■ **What you are asked to do**
Output every line of the data below verbatim, leaving out the pictures.

[Excerpts from a point labeling dataset]
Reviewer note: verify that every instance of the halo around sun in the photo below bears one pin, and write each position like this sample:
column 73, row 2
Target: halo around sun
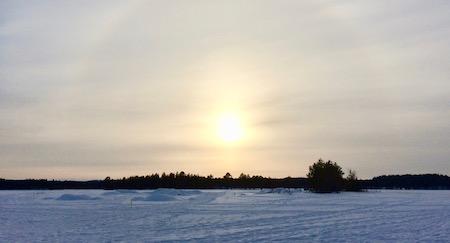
column 229, row 128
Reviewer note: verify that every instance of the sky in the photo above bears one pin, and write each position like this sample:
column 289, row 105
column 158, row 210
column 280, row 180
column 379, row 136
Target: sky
column 90, row 89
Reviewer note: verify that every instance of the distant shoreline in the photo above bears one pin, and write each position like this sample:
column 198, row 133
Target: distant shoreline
column 188, row 181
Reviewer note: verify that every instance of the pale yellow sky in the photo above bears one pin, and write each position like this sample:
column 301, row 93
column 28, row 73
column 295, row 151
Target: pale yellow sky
column 90, row 89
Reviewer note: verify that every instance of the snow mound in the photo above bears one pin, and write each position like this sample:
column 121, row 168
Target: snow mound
column 279, row 191
column 155, row 198
column 119, row 192
column 163, row 195
column 74, row 197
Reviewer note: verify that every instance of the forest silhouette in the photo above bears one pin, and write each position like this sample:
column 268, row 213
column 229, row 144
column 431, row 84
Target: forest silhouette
column 322, row 177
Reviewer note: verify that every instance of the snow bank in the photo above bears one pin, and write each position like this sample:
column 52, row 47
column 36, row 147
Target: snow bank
column 75, row 197
column 279, row 191
column 163, row 195
column 120, row 192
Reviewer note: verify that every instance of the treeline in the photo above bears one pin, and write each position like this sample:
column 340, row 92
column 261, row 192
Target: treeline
column 190, row 181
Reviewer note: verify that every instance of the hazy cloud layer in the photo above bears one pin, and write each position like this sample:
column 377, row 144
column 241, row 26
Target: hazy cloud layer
column 90, row 89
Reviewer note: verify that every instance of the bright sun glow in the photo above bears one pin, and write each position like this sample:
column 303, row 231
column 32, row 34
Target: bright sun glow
column 229, row 128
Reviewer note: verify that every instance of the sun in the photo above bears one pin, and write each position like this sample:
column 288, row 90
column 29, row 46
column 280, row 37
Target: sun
column 229, row 128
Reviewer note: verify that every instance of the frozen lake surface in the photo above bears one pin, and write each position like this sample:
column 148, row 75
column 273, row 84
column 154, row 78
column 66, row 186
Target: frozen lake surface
column 223, row 215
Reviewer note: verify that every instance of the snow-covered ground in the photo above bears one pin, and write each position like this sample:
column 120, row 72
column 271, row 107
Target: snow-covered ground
column 223, row 215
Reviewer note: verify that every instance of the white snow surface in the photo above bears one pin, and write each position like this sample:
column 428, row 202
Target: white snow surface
column 169, row 215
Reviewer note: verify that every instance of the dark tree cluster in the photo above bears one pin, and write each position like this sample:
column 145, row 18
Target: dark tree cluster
column 178, row 180
column 326, row 177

■ **Result for this exercise**
Reviewer note: verify that every instance of the halo around sun in the photo below bears one pin, and write each position like this sample:
column 73, row 2
Target: halo around sun
column 229, row 128
Reviewer note: verify that every instance of the sky in the photo above bears one pin, and write each position like this sample:
column 289, row 105
column 158, row 210
column 280, row 180
column 379, row 136
Target: sky
column 90, row 89
Reviewer note: verify that every instance of the distant shoreline in the photo above bears one pin, and write each position like this sample:
column 198, row 133
Target: distant shoreline
column 188, row 181
Reviewer note: verify that every instance of the pale yellow sky in the photo above bears one pin, and write each position like this sample:
column 301, row 93
column 28, row 73
column 295, row 151
Target: pale yellow sky
column 90, row 89
Reviewer note: verify that every instance of the snow mound in the photo above bears one pin, and write each position like this sample:
column 121, row 168
Target: snow mound
column 279, row 191
column 155, row 198
column 119, row 192
column 163, row 195
column 74, row 197
Reviewer note: verify that every instance of the forest silhouette in the photo above bears one pin, and write each position like this sample:
column 268, row 213
column 229, row 144
column 431, row 84
Target: forest silhouette
column 322, row 177
Reviewer note: verify that every instance of the snow bank in the photo above bears one pin, and write each position like this sample:
column 52, row 47
column 36, row 147
Target: snow bank
column 75, row 197
column 279, row 191
column 163, row 195
column 120, row 192
Reviewer note: verify that every instance of the treeline in the photo above bears one pin, and write each position like this sample:
column 340, row 92
column 261, row 192
Target: treeline
column 190, row 181
Reviewer note: verify that every instance of the hazy cloud layer in the photo above bears one pin, and write each position like this sample:
column 377, row 144
column 241, row 26
Target: hazy cloud layer
column 90, row 89
Reviewer note: verify that every instance of the bright sun glow in the photo above bears one pin, and write each position like this sample:
column 303, row 231
column 32, row 34
Target: bright sun glow
column 229, row 128
Reviewer note: verify that every instance of the sun in the photo above bears one pin, and write each position like this sample:
column 288, row 90
column 29, row 46
column 280, row 37
Target: sun
column 229, row 128
Reviewer note: verify that every instance of the frozen lake surface in the photo above bears one pin, and write each position like this sample:
column 148, row 75
column 273, row 84
column 154, row 78
column 66, row 186
Target: frozen lake surface
column 223, row 215
Reviewer note: verify that every instance of the snow-covered ground in the photo above bears one pin, and write each position like this sample:
column 120, row 72
column 271, row 107
Target: snow-covered ground
column 223, row 215
Reviewer note: verify that every instance of the white snow surface in the photo above bears one pin, and write each position like this sample:
column 428, row 202
Target: white snow surface
column 169, row 215
Reviewer note: verify that every instance of the dark tree cluster in the photo above bears one pin, and write each position like this sample:
column 145, row 18
Target: dark tree cluster
column 178, row 180
column 326, row 177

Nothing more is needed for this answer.